━━ Material provided ━━
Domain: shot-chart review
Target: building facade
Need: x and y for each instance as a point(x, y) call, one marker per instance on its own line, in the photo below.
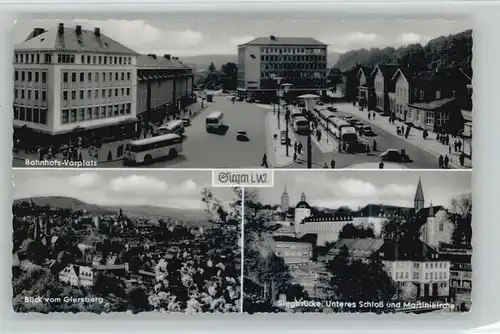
point(416, 268)
point(299, 61)
point(165, 85)
point(76, 275)
point(68, 79)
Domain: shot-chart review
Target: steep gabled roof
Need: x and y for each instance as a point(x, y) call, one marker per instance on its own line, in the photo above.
point(306, 41)
point(69, 41)
point(387, 71)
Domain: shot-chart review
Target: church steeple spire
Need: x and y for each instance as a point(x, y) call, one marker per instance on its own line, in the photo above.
point(419, 197)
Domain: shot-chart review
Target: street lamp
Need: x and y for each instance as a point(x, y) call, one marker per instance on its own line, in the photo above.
point(286, 88)
point(309, 99)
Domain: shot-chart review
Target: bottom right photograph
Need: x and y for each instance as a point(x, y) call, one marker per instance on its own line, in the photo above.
point(359, 241)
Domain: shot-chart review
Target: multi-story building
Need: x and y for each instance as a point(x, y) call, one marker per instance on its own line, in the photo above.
point(415, 267)
point(71, 79)
point(165, 85)
point(431, 99)
point(296, 60)
point(460, 276)
point(76, 275)
point(434, 221)
point(366, 92)
point(383, 85)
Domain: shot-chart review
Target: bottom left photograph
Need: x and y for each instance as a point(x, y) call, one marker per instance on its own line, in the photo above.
point(125, 241)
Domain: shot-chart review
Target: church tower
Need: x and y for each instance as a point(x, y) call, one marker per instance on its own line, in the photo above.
point(419, 197)
point(285, 201)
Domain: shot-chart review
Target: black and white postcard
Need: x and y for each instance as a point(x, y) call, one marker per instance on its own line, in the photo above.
point(125, 241)
point(382, 242)
point(243, 93)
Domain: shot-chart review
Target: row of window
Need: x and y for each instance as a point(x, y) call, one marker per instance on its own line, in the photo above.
point(281, 58)
point(30, 76)
point(293, 254)
point(290, 50)
point(295, 66)
point(30, 94)
point(64, 58)
point(95, 76)
point(30, 114)
point(76, 115)
point(416, 275)
point(32, 58)
point(105, 60)
point(118, 92)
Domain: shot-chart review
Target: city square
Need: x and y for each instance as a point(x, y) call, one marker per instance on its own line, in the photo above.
point(93, 102)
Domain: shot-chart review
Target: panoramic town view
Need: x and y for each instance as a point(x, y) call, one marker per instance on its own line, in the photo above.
point(295, 95)
point(359, 242)
point(117, 241)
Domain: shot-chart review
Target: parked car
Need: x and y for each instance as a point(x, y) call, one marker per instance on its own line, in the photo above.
point(367, 131)
point(358, 125)
point(394, 155)
point(241, 135)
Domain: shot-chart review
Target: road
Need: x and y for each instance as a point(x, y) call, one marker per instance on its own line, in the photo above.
point(201, 149)
point(421, 159)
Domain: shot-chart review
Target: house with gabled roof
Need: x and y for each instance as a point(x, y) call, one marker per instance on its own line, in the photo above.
point(383, 84)
point(417, 269)
point(77, 275)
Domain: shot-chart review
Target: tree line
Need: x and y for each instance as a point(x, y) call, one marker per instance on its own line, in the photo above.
point(452, 51)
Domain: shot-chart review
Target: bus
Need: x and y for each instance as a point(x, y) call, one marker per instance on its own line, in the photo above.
point(214, 121)
point(175, 127)
point(343, 130)
point(301, 125)
point(149, 149)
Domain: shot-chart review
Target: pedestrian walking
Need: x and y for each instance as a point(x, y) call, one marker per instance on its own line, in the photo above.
point(462, 159)
point(264, 161)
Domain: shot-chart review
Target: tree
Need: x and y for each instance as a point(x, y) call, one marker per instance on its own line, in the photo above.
point(462, 234)
point(356, 280)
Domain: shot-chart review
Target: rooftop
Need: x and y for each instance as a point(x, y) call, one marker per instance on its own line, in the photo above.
point(72, 40)
point(151, 61)
point(275, 40)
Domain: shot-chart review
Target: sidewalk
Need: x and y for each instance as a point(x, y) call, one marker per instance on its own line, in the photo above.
point(430, 144)
point(106, 147)
point(276, 152)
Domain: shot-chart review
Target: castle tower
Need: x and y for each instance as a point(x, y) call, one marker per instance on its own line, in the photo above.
point(419, 197)
point(285, 201)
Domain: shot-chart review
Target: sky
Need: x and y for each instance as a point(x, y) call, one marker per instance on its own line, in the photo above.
point(220, 34)
point(171, 189)
point(357, 189)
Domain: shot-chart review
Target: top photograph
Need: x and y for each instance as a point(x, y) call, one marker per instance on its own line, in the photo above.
point(231, 93)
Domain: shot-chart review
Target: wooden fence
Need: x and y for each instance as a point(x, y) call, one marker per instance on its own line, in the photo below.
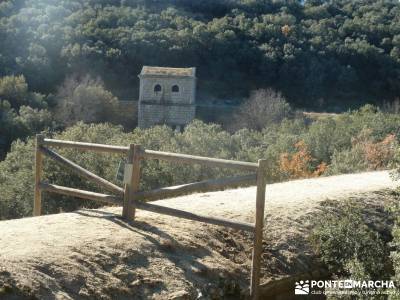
point(131, 198)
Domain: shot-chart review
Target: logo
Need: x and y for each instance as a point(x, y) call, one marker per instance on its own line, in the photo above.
point(345, 287)
point(302, 287)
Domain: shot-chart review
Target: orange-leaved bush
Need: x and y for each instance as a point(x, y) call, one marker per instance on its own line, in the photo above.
point(300, 163)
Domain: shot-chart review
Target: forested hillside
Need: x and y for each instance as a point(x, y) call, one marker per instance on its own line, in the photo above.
point(330, 54)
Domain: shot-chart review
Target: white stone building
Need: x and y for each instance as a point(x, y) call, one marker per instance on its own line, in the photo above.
point(167, 96)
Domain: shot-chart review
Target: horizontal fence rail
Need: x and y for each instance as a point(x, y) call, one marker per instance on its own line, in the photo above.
point(86, 146)
point(130, 197)
point(201, 186)
point(80, 193)
point(190, 159)
point(81, 171)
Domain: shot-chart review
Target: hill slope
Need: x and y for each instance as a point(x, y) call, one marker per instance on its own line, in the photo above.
point(93, 254)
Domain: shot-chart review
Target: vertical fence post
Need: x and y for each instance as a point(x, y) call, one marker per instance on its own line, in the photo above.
point(37, 204)
point(258, 231)
point(132, 186)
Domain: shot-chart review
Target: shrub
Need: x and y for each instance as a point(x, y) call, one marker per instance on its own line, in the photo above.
point(261, 110)
point(84, 99)
point(299, 164)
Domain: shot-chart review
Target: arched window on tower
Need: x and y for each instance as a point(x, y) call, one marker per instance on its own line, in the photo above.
point(157, 88)
point(175, 88)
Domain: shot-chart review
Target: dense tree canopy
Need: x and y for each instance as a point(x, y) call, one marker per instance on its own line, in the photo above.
point(318, 53)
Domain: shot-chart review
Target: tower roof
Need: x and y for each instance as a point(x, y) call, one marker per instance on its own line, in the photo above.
point(166, 71)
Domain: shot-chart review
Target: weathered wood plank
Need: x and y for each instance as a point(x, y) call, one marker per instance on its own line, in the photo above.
point(201, 186)
point(86, 146)
point(258, 231)
point(128, 211)
point(80, 193)
point(37, 204)
point(213, 162)
point(81, 171)
point(194, 217)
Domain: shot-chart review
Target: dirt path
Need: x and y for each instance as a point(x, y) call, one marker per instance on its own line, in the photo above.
point(93, 254)
point(284, 199)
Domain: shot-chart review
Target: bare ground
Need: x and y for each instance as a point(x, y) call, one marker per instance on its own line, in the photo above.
point(93, 254)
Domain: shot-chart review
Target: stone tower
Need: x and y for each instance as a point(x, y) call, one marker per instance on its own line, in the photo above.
point(167, 96)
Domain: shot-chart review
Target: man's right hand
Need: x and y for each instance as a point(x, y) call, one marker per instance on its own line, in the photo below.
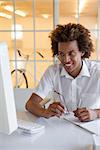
point(54, 109)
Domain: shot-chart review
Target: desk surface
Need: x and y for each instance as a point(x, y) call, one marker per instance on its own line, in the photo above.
point(58, 135)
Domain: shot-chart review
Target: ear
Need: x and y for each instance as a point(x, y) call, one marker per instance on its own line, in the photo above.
point(82, 53)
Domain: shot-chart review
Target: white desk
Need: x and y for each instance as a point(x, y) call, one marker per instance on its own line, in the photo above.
point(58, 135)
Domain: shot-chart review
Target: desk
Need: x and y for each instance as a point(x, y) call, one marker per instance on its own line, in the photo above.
point(58, 135)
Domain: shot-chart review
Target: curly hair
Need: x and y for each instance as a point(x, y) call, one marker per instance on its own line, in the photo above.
point(71, 32)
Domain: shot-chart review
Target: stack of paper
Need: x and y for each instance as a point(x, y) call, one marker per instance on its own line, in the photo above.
point(30, 127)
point(91, 126)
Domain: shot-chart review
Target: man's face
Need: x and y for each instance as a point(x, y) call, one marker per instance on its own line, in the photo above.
point(70, 57)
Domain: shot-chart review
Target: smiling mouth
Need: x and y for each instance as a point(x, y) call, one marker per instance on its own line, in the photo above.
point(67, 65)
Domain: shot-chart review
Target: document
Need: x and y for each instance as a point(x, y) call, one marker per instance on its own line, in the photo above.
point(96, 142)
point(91, 126)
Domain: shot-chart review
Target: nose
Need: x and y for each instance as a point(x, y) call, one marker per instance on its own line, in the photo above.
point(66, 58)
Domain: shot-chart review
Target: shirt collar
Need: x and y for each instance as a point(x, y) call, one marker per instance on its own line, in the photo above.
point(84, 71)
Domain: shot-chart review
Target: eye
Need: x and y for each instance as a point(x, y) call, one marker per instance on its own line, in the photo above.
━━━
* Activity
For every line of the records that has the word "church" in it, make a copy.

* Your solution
Target: church steeple spire
Target: church tower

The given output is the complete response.